▸ **Exercise details**:
In the records below, find every line with the word "water" and copy it.

▸ **Data**:

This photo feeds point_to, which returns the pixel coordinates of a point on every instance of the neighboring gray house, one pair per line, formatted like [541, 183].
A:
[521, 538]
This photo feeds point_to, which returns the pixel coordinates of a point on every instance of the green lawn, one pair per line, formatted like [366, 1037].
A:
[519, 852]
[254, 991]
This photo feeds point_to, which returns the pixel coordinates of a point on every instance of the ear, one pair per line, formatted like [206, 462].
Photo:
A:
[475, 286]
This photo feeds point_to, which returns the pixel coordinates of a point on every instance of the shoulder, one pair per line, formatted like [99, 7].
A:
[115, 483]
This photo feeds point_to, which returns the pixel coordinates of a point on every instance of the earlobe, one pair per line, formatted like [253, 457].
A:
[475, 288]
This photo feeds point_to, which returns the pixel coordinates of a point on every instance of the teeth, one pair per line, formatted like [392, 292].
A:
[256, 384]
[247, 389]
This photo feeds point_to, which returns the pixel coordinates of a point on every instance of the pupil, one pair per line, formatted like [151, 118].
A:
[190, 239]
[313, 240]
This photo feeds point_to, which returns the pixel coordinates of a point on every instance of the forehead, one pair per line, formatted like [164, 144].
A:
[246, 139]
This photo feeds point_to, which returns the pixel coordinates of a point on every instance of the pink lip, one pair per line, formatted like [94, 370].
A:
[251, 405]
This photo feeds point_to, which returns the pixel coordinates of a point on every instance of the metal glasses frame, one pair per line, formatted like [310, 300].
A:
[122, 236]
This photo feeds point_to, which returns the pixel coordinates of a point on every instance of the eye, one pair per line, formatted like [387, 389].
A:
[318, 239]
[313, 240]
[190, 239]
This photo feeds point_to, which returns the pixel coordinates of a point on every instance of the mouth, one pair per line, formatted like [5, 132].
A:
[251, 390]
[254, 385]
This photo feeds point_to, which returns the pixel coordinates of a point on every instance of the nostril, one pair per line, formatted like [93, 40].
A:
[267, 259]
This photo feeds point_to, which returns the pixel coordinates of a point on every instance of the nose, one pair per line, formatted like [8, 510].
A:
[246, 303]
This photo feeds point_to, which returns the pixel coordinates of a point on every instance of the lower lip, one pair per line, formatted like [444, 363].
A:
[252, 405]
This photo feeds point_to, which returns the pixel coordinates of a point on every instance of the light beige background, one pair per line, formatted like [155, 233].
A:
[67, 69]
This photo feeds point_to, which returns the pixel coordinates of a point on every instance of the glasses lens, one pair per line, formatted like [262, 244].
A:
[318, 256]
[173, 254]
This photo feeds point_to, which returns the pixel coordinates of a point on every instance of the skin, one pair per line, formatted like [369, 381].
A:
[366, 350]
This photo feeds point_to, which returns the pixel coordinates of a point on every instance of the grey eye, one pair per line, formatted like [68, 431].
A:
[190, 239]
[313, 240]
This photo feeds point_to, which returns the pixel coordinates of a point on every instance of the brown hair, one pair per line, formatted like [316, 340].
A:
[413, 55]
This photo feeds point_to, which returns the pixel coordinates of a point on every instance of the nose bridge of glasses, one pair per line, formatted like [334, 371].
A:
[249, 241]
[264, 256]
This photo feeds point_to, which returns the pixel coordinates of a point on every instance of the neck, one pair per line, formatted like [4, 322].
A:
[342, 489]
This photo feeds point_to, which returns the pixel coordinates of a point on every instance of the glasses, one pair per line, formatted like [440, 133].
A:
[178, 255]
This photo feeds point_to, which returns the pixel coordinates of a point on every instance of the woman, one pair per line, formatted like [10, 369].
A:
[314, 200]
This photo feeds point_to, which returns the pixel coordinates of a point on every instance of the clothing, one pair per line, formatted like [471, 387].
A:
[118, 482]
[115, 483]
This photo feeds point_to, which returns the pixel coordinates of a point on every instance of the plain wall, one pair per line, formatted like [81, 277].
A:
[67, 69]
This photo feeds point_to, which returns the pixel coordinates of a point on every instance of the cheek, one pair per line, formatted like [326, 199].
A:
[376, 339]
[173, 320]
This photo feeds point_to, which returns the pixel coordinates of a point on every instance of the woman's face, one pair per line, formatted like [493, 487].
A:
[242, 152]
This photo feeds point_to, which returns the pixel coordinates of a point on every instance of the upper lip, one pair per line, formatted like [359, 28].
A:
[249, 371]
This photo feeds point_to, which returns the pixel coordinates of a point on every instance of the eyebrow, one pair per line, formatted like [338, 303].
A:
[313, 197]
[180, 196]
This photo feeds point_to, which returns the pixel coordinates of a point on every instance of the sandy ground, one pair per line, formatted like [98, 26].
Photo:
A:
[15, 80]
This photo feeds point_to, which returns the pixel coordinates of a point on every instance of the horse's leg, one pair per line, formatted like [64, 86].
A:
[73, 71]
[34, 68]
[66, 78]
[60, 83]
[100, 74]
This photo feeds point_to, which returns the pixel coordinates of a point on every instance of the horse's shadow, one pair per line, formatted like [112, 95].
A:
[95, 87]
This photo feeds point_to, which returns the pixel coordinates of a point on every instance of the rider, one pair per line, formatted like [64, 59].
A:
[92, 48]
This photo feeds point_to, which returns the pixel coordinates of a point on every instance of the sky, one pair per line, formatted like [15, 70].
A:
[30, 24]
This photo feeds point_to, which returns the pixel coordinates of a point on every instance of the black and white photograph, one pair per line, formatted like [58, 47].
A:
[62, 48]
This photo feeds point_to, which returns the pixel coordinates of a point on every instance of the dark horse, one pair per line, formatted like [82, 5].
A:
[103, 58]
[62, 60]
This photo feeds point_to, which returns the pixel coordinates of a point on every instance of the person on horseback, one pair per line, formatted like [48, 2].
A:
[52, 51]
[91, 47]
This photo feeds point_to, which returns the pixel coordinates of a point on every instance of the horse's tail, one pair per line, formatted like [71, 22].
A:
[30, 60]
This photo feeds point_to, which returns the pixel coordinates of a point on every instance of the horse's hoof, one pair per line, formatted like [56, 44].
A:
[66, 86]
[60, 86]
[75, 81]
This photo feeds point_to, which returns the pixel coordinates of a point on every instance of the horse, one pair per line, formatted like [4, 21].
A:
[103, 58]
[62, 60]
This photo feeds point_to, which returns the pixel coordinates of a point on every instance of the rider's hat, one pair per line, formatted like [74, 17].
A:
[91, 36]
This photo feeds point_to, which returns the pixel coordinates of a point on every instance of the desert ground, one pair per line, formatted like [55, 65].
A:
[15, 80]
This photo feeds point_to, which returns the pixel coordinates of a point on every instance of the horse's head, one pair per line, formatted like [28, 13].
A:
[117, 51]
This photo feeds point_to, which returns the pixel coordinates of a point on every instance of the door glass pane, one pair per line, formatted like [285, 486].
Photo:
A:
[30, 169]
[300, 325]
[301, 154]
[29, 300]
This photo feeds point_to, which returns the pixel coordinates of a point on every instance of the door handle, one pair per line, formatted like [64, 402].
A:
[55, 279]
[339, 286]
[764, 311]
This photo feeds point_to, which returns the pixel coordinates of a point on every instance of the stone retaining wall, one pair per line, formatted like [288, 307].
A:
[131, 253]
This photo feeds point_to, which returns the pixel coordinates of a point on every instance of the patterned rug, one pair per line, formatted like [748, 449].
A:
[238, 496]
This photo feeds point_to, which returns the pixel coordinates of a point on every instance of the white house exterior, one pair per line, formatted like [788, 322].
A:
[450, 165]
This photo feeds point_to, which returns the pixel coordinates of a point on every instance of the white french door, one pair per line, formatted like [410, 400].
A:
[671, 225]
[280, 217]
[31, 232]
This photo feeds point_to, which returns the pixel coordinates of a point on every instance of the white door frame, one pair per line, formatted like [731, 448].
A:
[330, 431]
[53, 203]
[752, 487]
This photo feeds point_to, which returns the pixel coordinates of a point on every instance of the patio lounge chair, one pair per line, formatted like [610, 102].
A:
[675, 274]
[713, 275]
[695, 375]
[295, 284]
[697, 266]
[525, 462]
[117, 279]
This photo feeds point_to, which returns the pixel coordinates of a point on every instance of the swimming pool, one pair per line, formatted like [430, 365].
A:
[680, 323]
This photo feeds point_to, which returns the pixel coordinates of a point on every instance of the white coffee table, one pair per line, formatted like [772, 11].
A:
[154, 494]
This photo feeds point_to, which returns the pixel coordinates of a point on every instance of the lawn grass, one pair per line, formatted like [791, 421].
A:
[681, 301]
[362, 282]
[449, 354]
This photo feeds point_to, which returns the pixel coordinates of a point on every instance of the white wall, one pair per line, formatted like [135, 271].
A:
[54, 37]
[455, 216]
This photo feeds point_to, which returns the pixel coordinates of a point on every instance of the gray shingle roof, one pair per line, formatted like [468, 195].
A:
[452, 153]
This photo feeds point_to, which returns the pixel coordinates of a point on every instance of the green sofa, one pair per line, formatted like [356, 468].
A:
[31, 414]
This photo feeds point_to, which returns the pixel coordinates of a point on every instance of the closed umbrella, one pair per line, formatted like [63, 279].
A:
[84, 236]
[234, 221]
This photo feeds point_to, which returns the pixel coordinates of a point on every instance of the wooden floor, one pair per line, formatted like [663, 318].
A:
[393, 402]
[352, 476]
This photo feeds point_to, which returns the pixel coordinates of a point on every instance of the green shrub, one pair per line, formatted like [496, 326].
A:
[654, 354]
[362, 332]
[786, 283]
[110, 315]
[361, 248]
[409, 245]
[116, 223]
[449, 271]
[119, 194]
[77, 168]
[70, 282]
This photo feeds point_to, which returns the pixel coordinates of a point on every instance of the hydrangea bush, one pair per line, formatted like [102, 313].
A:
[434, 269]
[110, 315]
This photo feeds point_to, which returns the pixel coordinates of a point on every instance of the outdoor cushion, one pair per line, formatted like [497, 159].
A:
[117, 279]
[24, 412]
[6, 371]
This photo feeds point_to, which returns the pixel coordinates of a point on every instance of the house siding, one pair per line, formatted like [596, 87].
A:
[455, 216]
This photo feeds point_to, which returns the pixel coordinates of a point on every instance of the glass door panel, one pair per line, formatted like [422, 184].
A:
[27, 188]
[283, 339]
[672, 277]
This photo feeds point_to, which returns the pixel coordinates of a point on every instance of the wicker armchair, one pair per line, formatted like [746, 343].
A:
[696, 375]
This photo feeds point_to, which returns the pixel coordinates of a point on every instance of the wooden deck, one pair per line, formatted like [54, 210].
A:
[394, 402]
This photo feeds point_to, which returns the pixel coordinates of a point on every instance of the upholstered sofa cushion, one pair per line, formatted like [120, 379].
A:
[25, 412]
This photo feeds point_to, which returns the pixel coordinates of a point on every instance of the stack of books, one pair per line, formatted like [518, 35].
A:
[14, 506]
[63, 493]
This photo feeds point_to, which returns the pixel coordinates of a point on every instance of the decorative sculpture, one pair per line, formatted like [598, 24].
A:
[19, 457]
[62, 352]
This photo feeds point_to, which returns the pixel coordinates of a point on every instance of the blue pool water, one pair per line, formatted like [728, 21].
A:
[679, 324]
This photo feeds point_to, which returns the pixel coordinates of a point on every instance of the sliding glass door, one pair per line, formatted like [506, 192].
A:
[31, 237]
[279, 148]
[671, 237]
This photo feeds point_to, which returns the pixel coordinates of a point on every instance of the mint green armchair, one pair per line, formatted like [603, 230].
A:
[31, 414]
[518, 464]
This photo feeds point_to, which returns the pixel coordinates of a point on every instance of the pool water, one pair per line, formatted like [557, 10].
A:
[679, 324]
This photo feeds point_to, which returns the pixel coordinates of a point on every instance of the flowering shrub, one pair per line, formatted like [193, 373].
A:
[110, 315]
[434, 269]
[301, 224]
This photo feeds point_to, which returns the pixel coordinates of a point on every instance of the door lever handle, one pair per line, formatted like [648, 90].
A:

▸ **Reply to the task**:
This photo feeds point_to, which returns the pixel coordinates of a point on every instance of the blue pool water, one pair per line, formatted like [728, 21].
This photo feeds point_to, which returns the pixel coordinates of a point on every instance of the pool water, one pair per line, formatted like [557, 10].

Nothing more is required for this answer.